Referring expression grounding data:
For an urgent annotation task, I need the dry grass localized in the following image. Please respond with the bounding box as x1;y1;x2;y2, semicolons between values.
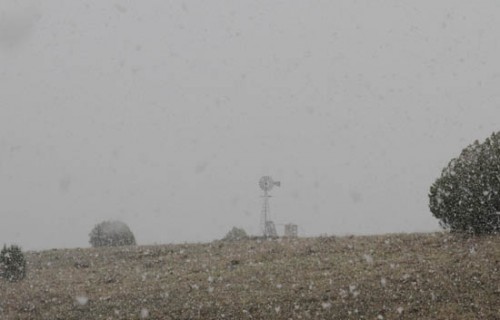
1;233;499;319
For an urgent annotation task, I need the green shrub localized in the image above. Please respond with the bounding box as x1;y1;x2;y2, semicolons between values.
89;220;136;247
0;245;27;281
222;227;249;241
429;132;500;234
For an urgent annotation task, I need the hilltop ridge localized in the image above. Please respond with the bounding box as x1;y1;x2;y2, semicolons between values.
1;233;499;319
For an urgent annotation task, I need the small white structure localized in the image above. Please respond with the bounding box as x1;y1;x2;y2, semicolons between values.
284;224;298;237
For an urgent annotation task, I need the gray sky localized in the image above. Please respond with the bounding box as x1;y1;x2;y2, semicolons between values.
1;0;500;250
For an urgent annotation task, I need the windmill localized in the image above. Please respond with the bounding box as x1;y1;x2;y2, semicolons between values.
259;176;280;238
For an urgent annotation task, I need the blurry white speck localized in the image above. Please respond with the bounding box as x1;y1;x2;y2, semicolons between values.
339;288;348;299
140;308;149;319
363;253;373;264
75;296;88;306
397;307;404;314
114;4;127;13
195;162;208;174
321;302;332;309
381;277;387;287
469;246;477;255
349;284;360;297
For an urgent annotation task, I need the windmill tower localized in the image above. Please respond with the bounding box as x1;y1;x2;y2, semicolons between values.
259;176;280;238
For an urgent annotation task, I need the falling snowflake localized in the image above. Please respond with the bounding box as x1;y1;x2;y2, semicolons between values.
349;284;360;298
140;308;149;319
75;296;88;306
469;246;477;255
363;254;373;264
380;277;387;287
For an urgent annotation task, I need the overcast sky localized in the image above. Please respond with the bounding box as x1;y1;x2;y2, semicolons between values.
1;0;500;250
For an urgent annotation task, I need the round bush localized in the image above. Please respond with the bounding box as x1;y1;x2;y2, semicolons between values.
222;227;248;241
0;245;27;281
89;220;136;247
429;132;500;234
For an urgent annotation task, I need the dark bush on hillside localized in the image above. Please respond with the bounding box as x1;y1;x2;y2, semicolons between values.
429;132;500;234
89;220;136;247
222;227;249;241
0;245;27;281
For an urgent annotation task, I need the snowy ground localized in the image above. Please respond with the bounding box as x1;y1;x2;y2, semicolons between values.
0;233;499;319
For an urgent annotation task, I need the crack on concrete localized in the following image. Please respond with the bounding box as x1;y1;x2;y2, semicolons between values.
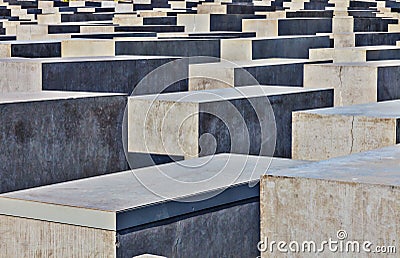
350;116;355;154
338;66;344;105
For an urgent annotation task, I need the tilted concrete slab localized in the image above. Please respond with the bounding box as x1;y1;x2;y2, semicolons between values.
0;154;308;257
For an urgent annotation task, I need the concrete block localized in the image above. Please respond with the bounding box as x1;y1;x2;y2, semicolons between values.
197;3;227;14
0;91;128;193
260;145;399;257
113;15;143;26
0;154;308;257
304;60;400;106
128;86;333;158
16;25;48;41
0;56;185;94
37;13;62;25
177;14;210;32
242;19;278;37
189;59;314;89
61;39;115;57
310;46;400;62
221;35;331;61
292;100;400;160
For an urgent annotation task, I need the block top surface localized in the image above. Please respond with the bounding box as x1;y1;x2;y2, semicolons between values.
296;100;400;118
0;91;125;104
267;145;400;187
129;85;331;103
1;154;307;212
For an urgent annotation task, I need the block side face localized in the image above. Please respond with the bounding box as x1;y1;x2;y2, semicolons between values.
397;119;400;144
292;112;397;161
0;215;116;257
128;98;199;157
61;40;115;58
11;43;61;58
377;66;400;102
304;65;377;106
117;199;260;258
189;65;234;91
260;176;399;258
0;61;42;93
0;44;11;58
221;39;252;61
0;96;128;193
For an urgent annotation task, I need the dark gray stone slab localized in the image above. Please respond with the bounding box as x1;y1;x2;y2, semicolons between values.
0;91;128;193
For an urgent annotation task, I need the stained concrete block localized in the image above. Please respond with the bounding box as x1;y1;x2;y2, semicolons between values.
197;3;227;14
304;60;400;106
177;14;210;32
0;91;128;193
0;56;185;94
260;145;399;257
189;58;315;89
0;154;308;257
292;100;400;161
128;86;333;158
242;19;278;37
221;35;331;61
61;39;115;57
115;38;220;57
309;45;400;62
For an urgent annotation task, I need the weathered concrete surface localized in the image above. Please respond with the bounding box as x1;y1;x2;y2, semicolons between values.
0;215;116;258
189;59;314;90
128;86;333;158
304;60;400;106
0;91;128;193
0;56;185;94
260;145;400;257
292;100;400;161
0;154;308;257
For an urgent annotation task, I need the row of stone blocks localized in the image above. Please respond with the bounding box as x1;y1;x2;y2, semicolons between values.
0;145;398;257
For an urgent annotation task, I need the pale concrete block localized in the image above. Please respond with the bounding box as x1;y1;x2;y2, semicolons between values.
128;86;333;158
0;60;42;93
138;11;168;17
69;1;85;7
115;3;134;13
169;1;186;8
304;63;377;106
61;39;115;57
333;47;366;62
292;100;400;160
332;17;354;34
189;61;234;90
221;38;252;61
177;14;210;32
309;48;334;61
38;1;54;8
334;33;355;48
16;25;48;41
77;7;96;13
80;26;115;34
0;43;11;58
37;13;61;24
41;7;59;14
197;3;227;14
242;19;278;38
260;145;399;258
255;11;286;19
102;1;117;7
113;15;143;26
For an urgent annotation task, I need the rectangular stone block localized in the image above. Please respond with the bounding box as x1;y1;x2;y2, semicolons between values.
309;46;400;62
189;58;316;89
292;100;400;161
0;91;128;193
260;145;399;257
242;19;278;37
0;154;307;257
0;56;186;94
115;38;220;57
221;35;331;61
177;14;210;32
128;86;333;158
61;39;115;57
304;60;400;106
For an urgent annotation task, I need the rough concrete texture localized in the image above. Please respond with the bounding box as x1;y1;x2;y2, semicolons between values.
0;91;128;193
292;100;400;160
128;86;333;158
260;145;400;257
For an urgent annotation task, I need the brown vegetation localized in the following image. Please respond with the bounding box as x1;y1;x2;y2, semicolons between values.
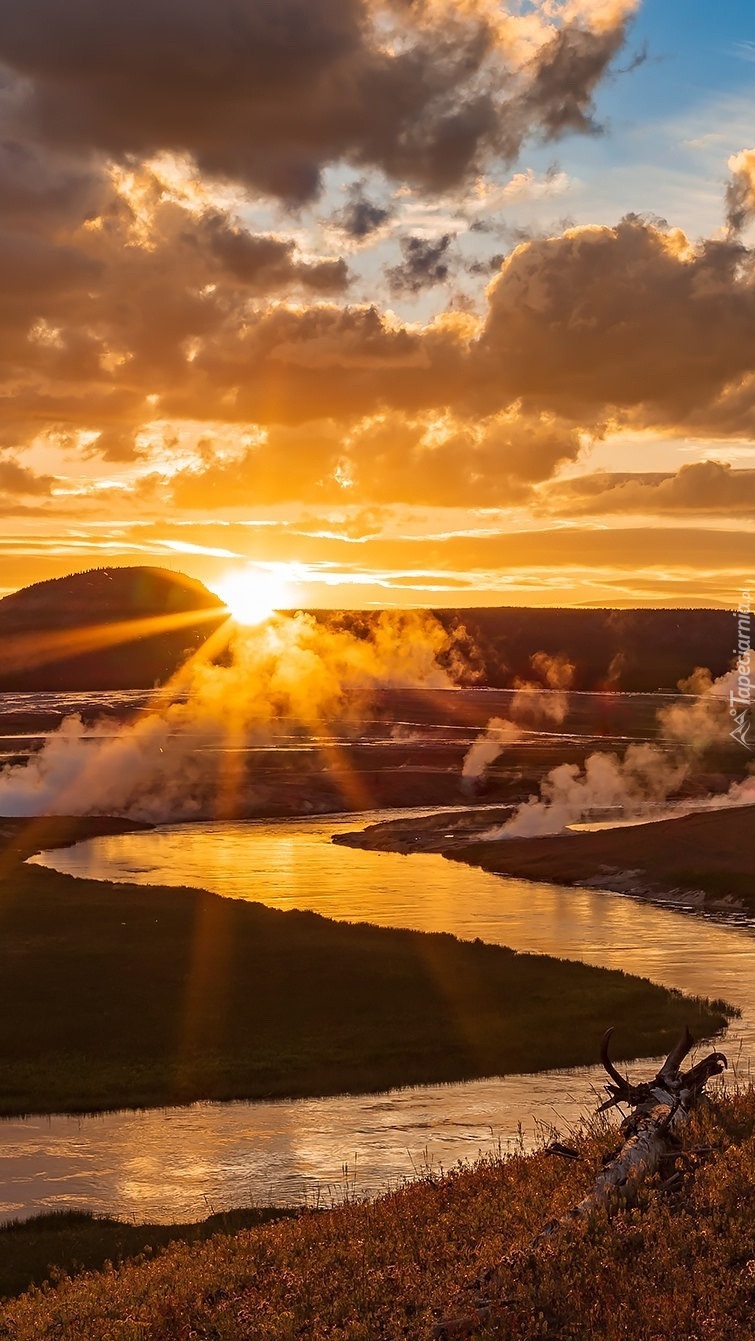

* What the exercise asks
Omit the pictures; print the records above exactly.

* Your response
For an urgent annotation task, I need the dry grass localized in the following image. Please respond with the bounding box as x1;y1;x2;y2, semicolons between values.
1;233;499;319
For an urgent annotation task, I need the green shrub localized in the image above. Please respond with the bounding box as x1;y1;x2;y2, semicolons between values.
89;220;136;247
0;245;27;281
222;227;249;241
429;132;500;234
For an urgent annotation task, I need the hilltop ridge localized in the image above. Please respond with the bounding box as x1;y1;x2;y2, semicolons between values.
1;233;499;319
For an urgent annotation task, I need the small white structure localized in the image above. Please respond with the bounding box as x1;y1;x2;y2, semicolons between values.
284;224;298;237
For an urgent annotation task, I need the gray sky localized in the image above. Please respond with the bounding box as x1;y1;x2;y2, semicolons between values.
1;0;500;250
For an urgent annotation task, I need the windmill localized in the image above. Please respond with the bounding box as x1;y1;x2;y2, semicolons between values.
259;176;280;238
For an urgent annotation task, I need the blurry white speck localized in the image above. Please respond with the bounding box as x1;y1;x2;y2, semicolons between values.
339;288;348;299
140;308;149;319
363;253;373;264
75;296;88;306
397;307;404;314
114;4;127;13
195;162;208;174
321;302;332;309
381;277;387;287
469;246;477;255
349;284;360;297
For an urgent annotation task, I need the windmill tower localized in the image above. Please respond with the bounding box as x1;y1;x2;y2, semicolons between values.
259;176;280;238
For an urgent annotation task, I need the falling snowflake localized in the image above. Please respond with the bounding box as x1;y1;x2;y2, semicolons between values.
349;284;360;298
140;308;149;319
75;296;88;306
469;246;477;255
363;254;373;264
380;277;387;287
For an urgent annotation task, I need the overcast sky localized in the image above. Please respond with the bounding box as x1;y1;x2;y2, semicolons between values.
1;0;500;250
For an urgent annotation task, I need the round bush localized in the image above. Please respond with the bounding box as x1;y1;x2;y2, semicolons between values.
222;227;248;241
0;245;27;281
89;220;136;247
429;132;500;234
For an urgent annotation task, I need the dark bush on hillside localized in the image above. Please respond with the bounding box as x1;y1;x2;y2, semicolons between values.
429;132;500;234
89;220;136;247
222;227;249;241
0;245;27;281
For an urgent annotation task, I need the snowy ground localized in the image above. Please respond with the bounding box as x1;y1;x2;y2, semicolons between values.
0;233;499;319
For an urgent annotation task, I need the crack on concrete localized in the following image. Please respond with the bounding box as x1;y1;x2;y2, semicolons between values.
350;116;355;154
338;66;344;105
For an urgent annotation task, I need the tilted concrete slab localized in the image above. Please respond with the bounding box as x1;y1;x2;y2, semicolons between values.
0;154;308;257
For an urgent annotation task, I need the concrete block localized in the image above. Please respond with the bounding box as x1;y1;x2;y2, semicolons between values.
197;3;227;14
0;91;128;193
260;145;399;257
113;15;143;26
0;154;308;257
304;60;400;106
128;86;333;158
16;25;48;41
0;56;185;94
37;13;62;25
177;14;210;32
242;19;278;37
189;59;314;89
61;39;115;57
310;46;400;62
221;35;331;61
292;100;400;160
For an urgent annotation task, I need the block top surface localized in the image above. Please respond with the bounding box as x1;y1;x2;y2, semicolons between values.
296;100;400;118
0;91;125;104
267;145;400;187
129;85;331;103
1;154;307;212
For an urgent annotation task, I need the block side face localized in the image above. Please respond with the bounding box as x1;y1;x2;y2, semicolons between values.
397;119;400;144
292;112;397;161
0;215;116;257
128;98;199;157
61;40;115;58
11;43;61;58
377;66;400;102
304;65;377;106
117;199;260;258
189;65;234;91
260;176;399;258
0;61;42;93
0;44;11;58
221;39;252;61
0;96;128;193
For an urgent annotation task, I need the dark gray stone slab localized in the image above. Please respond with the bounding box as x1;y1;x2;y2, semicolons between values.
0;91;128;193
For an urgent annotation task, I need the stained concrete block localized in the image above. Please respond with the bounding box as x1;y1;x2;y2, semicolons between values.
197;3;227;14
304;60;400;106
177;14;210;32
0;91;128;193
0;56;185;94
260;145;399;257
189;58;315;89
0;154;308;257
292;100;400;161
128;86;333;158
242;19;278;37
221;35;331;61
61;39;115;57
115;38;220;57
309;45;400;62
For an urgent annotation task, I need the weathered concrete surface localized in the image above. Please respond with the bounding box as x1;y1;x2;y2, semicolons between values.
0;215;116;258
189;59;314;90
128;86;333;158
304;60;400;106
0;91;128;193
0;56;185;94
260;145;400;257
292;100;400;161
0;154;308;257
For an urgent annotation task, I need the row of stone blocks localized in the image above. Please respond with the bounding box as x1;y1;x2;y2, semicolons between values.
0;145;398;257
For an urgent annotation task, I need the pale concrete block localized in the image above. Please respond with the bounding box as x1;y1;x2;y2, semicolons between values.
128;86;333;158
0;60;42;93
138;11;168;17
69;1;85;7
115;3;134;13
169;1;186;8
304;63;377;106
61;39;115;57
333;47;366;62
292;100;400;160
332;17;354;34
189;61;234;90
221;38;252;61
177;14;210;32
309;48;334;61
38;1;54;8
334;33;355;48
16;25;48;41
77;7;96;13
80;26;115;34
0;43;11;58
37;13;61;24
41;7;59;14
197;3;227;14
242;19;278;38
260;145;399;258
255;11;286;19
102;1;117;7
113;15;143;26
For an urgent annotation task, I need the rectangular stone block localized in the image above. Please respond with the bounding box as x1;y1;x2;y2, semicolons between values.
309;46;400;62
189;58;316;89
292;100;400;161
0;91;128;193
260;145;399;257
242;19;278;37
0;154;307;257
0;56;186;94
115;38;220;57
221;35;331;61
177;14;210;32
128;86;333;158
61;39;115;57
304;60;400;106
For an urgent annotation task, I need the rough concrete texture localized in the image above. Please respond with the bounding box as x1;y1;x2;y2, semicolons between values.
0;91;128;193
292;100;400;160
128;86;333;158
260;145;400;257
For an urgent annotation task, I need the brown vegetation localized in the following image. Please respond with the bounding box as x1;y1;x2;y2, semicolons between values.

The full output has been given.